:: Written exercise ::
Please rename "photo" to "image" everywhere in the items below, keeping every other word unchanged. Leave the pictures out of your answer.

Point annotation dataset items:

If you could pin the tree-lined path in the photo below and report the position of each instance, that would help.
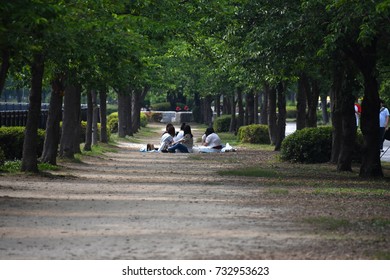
(132, 205)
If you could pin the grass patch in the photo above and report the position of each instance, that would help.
(364, 192)
(382, 255)
(250, 172)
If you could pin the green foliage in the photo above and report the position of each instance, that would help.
(254, 133)
(309, 145)
(11, 141)
(222, 123)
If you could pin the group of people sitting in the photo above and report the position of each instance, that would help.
(183, 141)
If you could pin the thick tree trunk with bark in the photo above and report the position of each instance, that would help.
(52, 135)
(281, 119)
(335, 101)
(348, 133)
(272, 124)
(233, 119)
(124, 113)
(88, 130)
(249, 108)
(70, 136)
(264, 106)
(301, 103)
(256, 108)
(103, 116)
(371, 164)
(324, 109)
(5, 64)
(29, 160)
(240, 119)
(95, 118)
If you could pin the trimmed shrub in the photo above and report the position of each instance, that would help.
(309, 145)
(222, 123)
(254, 133)
(11, 141)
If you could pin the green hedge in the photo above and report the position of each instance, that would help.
(11, 141)
(254, 133)
(222, 123)
(309, 145)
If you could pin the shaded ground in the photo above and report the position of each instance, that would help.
(133, 205)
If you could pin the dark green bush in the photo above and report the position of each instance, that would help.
(309, 145)
(222, 123)
(254, 133)
(11, 141)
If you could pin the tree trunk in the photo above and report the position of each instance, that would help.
(256, 108)
(240, 119)
(124, 113)
(249, 111)
(371, 164)
(103, 116)
(312, 95)
(52, 135)
(88, 130)
(324, 109)
(301, 103)
(264, 106)
(70, 136)
(272, 124)
(30, 144)
(5, 64)
(335, 101)
(95, 118)
(281, 119)
(366, 60)
(233, 120)
(136, 110)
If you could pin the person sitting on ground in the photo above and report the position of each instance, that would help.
(180, 133)
(167, 139)
(211, 139)
(185, 144)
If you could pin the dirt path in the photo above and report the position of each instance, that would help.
(133, 205)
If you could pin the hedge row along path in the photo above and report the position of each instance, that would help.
(132, 205)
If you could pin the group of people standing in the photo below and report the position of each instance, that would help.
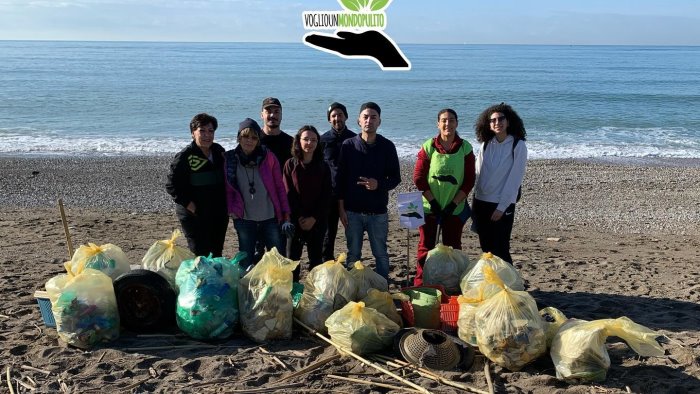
(287, 192)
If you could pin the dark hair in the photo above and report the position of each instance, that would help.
(296, 145)
(450, 110)
(516, 128)
(202, 119)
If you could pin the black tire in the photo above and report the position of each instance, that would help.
(146, 301)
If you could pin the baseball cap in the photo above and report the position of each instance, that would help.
(271, 102)
(371, 105)
(336, 105)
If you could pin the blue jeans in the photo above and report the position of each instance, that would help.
(250, 232)
(377, 227)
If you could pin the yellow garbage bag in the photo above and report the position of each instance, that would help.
(327, 288)
(383, 302)
(107, 258)
(509, 328)
(265, 299)
(445, 266)
(360, 329)
(579, 351)
(552, 320)
(366, 279)
(508, 274)
(84, 307)
(165, 257)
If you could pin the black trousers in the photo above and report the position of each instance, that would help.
(331, 231)
(205, 233)
(313, 239)
(494, 237)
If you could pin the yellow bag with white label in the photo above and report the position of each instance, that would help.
(107, 258)
(265, 299)
(509, 328)
(165, 257)
(366, 279)
(579, 351)
(361, 330)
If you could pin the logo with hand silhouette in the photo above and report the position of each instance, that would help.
(358, 33)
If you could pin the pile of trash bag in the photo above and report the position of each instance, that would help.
(265, 299)
(207, 305)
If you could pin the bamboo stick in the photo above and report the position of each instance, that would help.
(69, 243)
(30, 368)
(311, 367)
(489, 381)
(9, 381)
(428, 374)
(360, 359)
(277, 360)
(371, 383)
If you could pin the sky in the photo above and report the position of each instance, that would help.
(566, 22)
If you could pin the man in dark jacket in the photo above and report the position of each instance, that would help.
(331, 141)
(196, 184)
(368, 169)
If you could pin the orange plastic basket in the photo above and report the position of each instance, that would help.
(449, 310)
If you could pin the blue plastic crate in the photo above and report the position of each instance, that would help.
(42, 298)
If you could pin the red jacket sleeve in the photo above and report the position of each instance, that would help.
(469, 173)
(420, 171)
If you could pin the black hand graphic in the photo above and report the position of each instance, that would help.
(370, 43)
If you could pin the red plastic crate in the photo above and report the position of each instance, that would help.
(449, 310)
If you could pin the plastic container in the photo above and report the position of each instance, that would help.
(42, 298)
(449, 310)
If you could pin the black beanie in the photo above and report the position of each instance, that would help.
(336, 105)
(249, 123)
(371, 105)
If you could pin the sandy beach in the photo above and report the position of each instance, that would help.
(594, 239)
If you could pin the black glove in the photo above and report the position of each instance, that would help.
(435, 207)
(448, 210)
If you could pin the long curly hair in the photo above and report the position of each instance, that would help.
(296, 145)
(516, 128)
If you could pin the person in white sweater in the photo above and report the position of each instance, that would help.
(500, 168)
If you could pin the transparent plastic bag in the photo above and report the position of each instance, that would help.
(327, 288)
(366, 279)
(383, 302)
(265, 299)
(509, 328)
(165, 257)
(552, 319)
(360, 329)
(508, 274)
(207, 305)
(84, 307)
(579, 351)
(445, 266)
(107, 258)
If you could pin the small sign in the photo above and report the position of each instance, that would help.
(411, 210)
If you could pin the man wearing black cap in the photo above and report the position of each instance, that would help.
(331, 141)
(278, 142)
(368, 168)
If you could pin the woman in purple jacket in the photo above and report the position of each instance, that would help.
(255, 194)
(307, 180)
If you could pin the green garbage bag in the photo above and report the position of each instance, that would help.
(85, 307)
(426, 306)
(207, 305)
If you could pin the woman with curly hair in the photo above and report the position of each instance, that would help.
(307, 179)
(500, 168)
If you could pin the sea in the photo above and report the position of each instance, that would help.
(137, 98)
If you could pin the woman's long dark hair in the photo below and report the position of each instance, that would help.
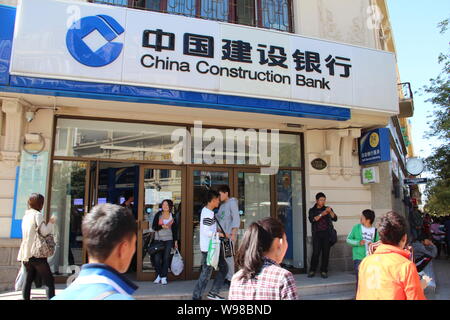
(169, 203)
(257, 239)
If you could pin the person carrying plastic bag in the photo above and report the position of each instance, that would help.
(208, 231)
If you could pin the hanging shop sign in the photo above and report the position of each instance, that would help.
(370, 175)
(108, 44)
(413, 181)
(374, 146)
(318, 164)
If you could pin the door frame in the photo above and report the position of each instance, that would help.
(147, 276)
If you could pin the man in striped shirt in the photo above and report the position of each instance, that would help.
(208, 228)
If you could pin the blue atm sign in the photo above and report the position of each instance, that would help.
(374, 146)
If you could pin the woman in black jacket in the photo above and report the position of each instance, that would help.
(321, 216)
(165, 227)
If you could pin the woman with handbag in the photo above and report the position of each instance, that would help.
(165, 228)
(323, 234)
(34, 250)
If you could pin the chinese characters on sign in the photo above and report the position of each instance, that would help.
(273, 56)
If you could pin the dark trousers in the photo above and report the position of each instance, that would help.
(38, 267)
(205, 275)
(321, 246)
(356, 264)
(161, 259)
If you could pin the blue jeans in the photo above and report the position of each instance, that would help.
(356, 264)
(161, 259)
(205, 275)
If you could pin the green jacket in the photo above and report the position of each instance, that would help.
(354, 238)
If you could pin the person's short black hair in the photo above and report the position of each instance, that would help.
(105, 227)
(224, 188)
(212, 194)
(36, 201)
(369, 215)
(421, 237)
(392, 228)
(128, 194)
(320, 195)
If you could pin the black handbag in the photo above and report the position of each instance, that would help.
(333, 234)
(155, 247)
(226, 243)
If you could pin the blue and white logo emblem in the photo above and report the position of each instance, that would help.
(89, 40)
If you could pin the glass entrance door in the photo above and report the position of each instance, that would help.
(253, 194)
(158, 183)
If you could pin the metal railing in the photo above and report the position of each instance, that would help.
(269, 14)
(404, 91)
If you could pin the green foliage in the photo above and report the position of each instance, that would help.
(438, 188)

:: Full answer ::
If you could pin the tree-lined path in the image below and report the position of each instance, that would help.
(132, 205)
If you could pin the grass patch in the image above and report the position of each instance, that would help.
(364, 192)
(382, 255)
(250, 172)
If you could pin the green foliage in the image above and report the position of each instance, that would help.
(254, 133)
(309, 145)
(11, 141)
(222, 123)
If you could pin the group of people sitting in the image above and report the position of each instance, that would help.
(183, 141)
If you could pin the thick tree trunk with bark in the image above and report the position of each instance, that would help.
(52, 135)
(281, 119)
(335, 101)
(348, 133)
(272, 124)
(233, 119)
(124, 113)
(88, 130)
(249, 108)
(70, 136)
(264, 106)
(301, 103)
(256, 108)
(103, 116)
(371, 164)
(324, 109)
(5, 64)
(29, 160)
(240, 119)
(95, 118)
If you could pin the trimmed shrub in the image above and report the position of each instance, that would help.
(309, 145)
(222, 123)
(254, 133)
(11, 141)
If you could pin the green hedge in the image above and report the position of each instance, that would help.
(11, 141)
(254, 133)
(222, 123)
(309, 145)
If you could pin the shaded ground in the image above and report the position of each instance, that would help.
(133, 205)
If you could pin the dark green bush in the image above and report the position of each instance, that would help.
(309, 145)
(222, 123)
(254, 133)
(11, 141)
If you could pin the tree trunk in the image above and report the position of each instance, that would help.
(256, 108)
(240, 119)
(124, 113)
(249, 111)
(371, 164)
(103, 116)
(312, 95)
(52, 135)
(88, 130)
(324, 109)
(301, 103)
(264, 106)
(70, 136)
(272, 124)
(30, 144)
(5, 64)
(335, 101)
(95, 118)
(281, 119)
(366, 60)
(233, 120)
(136, 110)
If you could pin the person sitting on ground in the image above and report the position of each instance, that would help.
(180, 133)
(167, 139)
(211, 139)
(185, 144)
If you could pin the dirt path in the image above and report the position of each instance, that would help.
(133, 205)
If you could pin the hedge row along path in the image above and report the position of each instance, that would help.
(132, 205)
If you could pin the group of people standing in the image below and report the position of each instance, that would help.
(287, 192)
If you could pin the dark hair in the image above and report the position of each instance, that would help.
(296, 145)
(450, 110)
(516, 128)
(202, 119)
If you could pin the black tire in the image above and report the position of each instance, that would help.
(146, 301)
If you could pin the baseball cap in the image above and report the position of each instance, that would help.
(271, 102)
(371, 105)
(336, 105)
If you could pin the blue jeans in the image above and report the position of each instance, that would help.
(250, 232)
(377, 227)
If you could pin the yellow garbage bag in the image above and report the position of each instance, that would help.
(327, 288)
(383, 302)
(107, 258)
(509, 328)
(265, 299)
(445, 266)
(360, 329)
(579, 351)
(552, 320)
(366, 279)
(508, 274)
(84, 307)
(165, 257)
If you could pin the black trousers in the image above and report the position of each instance, that would help.
(331, 231)
(205, 233)
(313, 239)
(494, 237)
If you could pin the yellow bag with white label in the image above and report the position of each instance, that would help.
(107, 258)
(265, 299)
(509, 328)
(165, 257)
(366, 279)
(579, 351)
(361, 330)
If you could pin the logo with hand silhouette in the image above and report the position of each instance, that would help.
(358, 33)
If you could pin the pile of trash bag in the image above and report the position of each instance, that would help.
(265, 299)
(207, 305)
If you could pin the bamboo stick in the image above and report the position of each instance, that would help.
(69, 243)
(30, 368)
(311, 367)
(489, 381)
(9, 381)
(428, 374)
(360, 359)
(277, 360)
(371, 383)
If you could pin the sky in the image above and report the position of each instance, that would help.
(566, 22)
If you could pin the man in dark jacket in the image above and report the position of each instance, that would help.
(331, 141)
(196, 184)
(368, 169)
If you could pin the orange plastic basket in the image above and report the position of each instance, that would help.
(449, 310)
If you could pin the blue plastic crate in the image above and report the position of each instance, that would help.
(42, 298)
If you could pin the red jacket sleeve in the image above and report the position of each instance, that would help.
(469, 173)
(420, 171)
If you could pin the black hand graphic in the image above and report the position of each instance, that would help.
(370, 43)
If you could pin the red plastic crate in the image above and report the position of each instance, that would help.
(449, 310)
If you could pin the plastic container in the image above and report the position of each instance, that would help.
(42, 298)
(449, 310)
If you could pin the black beanie in the image above and report the position of each instance, that would help.
(336, 105)
(249, 123)
(371, 105)
If you could pin the sandy beach in the image above and report the position of each instance, that would help.
(594, 239)
If you could pin the black glove in the image above and report the position of each instance, that would help.
(435, 207)
(448, 210)
If you could pin the long curly hair in the image above and report the position of each instance, that would help.
(296, 145)
(516, 128)
If you could pin the person in white sweater in the image above and report the position of each instance, that would help.
(500, 168)
If you could pin the transparent plastic bag in the image above and report the position of each instance, that would help.
(327, 288)
(366, 279)
(383, 302)
(265, 299)
(509, 328)
(165, 257)
(552, 319)
(360, 329)
(508, 274)
(207, 305)
(84, 307)
(579, 351)
(445, 266)
(107, 258)
If you could pin the small sign in the image above and report the position of each instance, that would help.
(411, 210)
If you could pin the man wearing black cap in the image above and report the position of each instance, that would help.
(331, 141)
(278, 142)
(368, 168)
If you could pin the woman in purple jacket in the image above and report the position of each instance, that would help.
(255, 194)
(307, 180)
If you could pin the green garbage bag in the image above and report the position of each instance, that would help.
(85, 307)
(426, 306)
(207, 305)
If you could pin the woman with curly hair in the image above and report the position of each instance, that would help.
(307, 179)
(500, 168)
If you could pin the sea in the image above and report the position of each instance, that would help.
(137, 98)
If you could pin the woman's long dark hair in the image below and report the position of each instance, that would help.
(169, 203)
(257, 239)
If you could pin the person carrying plastic bag in the image above and report the position of each instance, that would help.
(208, 231)
If you could pin the hanging shop sign in the image above and report the position of each instance, that would help.
(370, 175)
(108, 44)
(413, 181)
(374, 146)
(318, 164)
If you could pin the door frame in the image above and report the position of each instance, that would help.
(147, 276)
If you could pin the man in striped shirt in the image above and report the position of each instance, that would help.
(208, 228)
If you could pin the blue atm sign in the image above and report the position of each instance, that would help.
(374, 146)
If you could pin the woman in black jacket in the image above and report the position of each instance, that would help.
(321, 216)
(165, 227)
If you could pin the woman with handbag in the image above and report the position of each instance, that would help.
(165, 228)
(323, 234)
(34, 250)
If you could pin the chinese characters on sign in the image above and report the position of each instance, that would help.
(273, 56)
If you could pin the dark trousers in the image above and report the position of each instance, that would help.
(38, 267)
(205, 275)
(321, 246)
(356, 264)
(161, 259)
If you could pin the blue jeans in the image above and report the position of each instance, that would help.
(356, 264)
(161, 259)
(205, 275)
If you could pin the green jacket in the image above and report the position of each instance, that would help.
(354, 238)
If you could pin the person's short black hair in the image above and report the position of each instance, that would help.
(105, 227)
(224, 188)
(212, 194)
(36, 201)
(369, 215)
(421, 237)
(392, 228)
(128, 194)
(320, 195)
If you could pin the black handbag in the image above and report the position of each instance, that would help.
(333, 234)
(155, 247)
(226, 243)
If you could pin the blue and white logo emblem in the image above and report the position of each instance, that would help.
(89, 40)
If you could pin the glass entrance door in the image above and report the position of each instance, that would help.
(253, 194)
(158, 183)
If you could pin the metal railing in the image above and report the position of each instance, that would help.
(269, 14)
(404, 91)
If you could pin the green foliage in the image above and report the position of each instance, that would help.
(438, 188)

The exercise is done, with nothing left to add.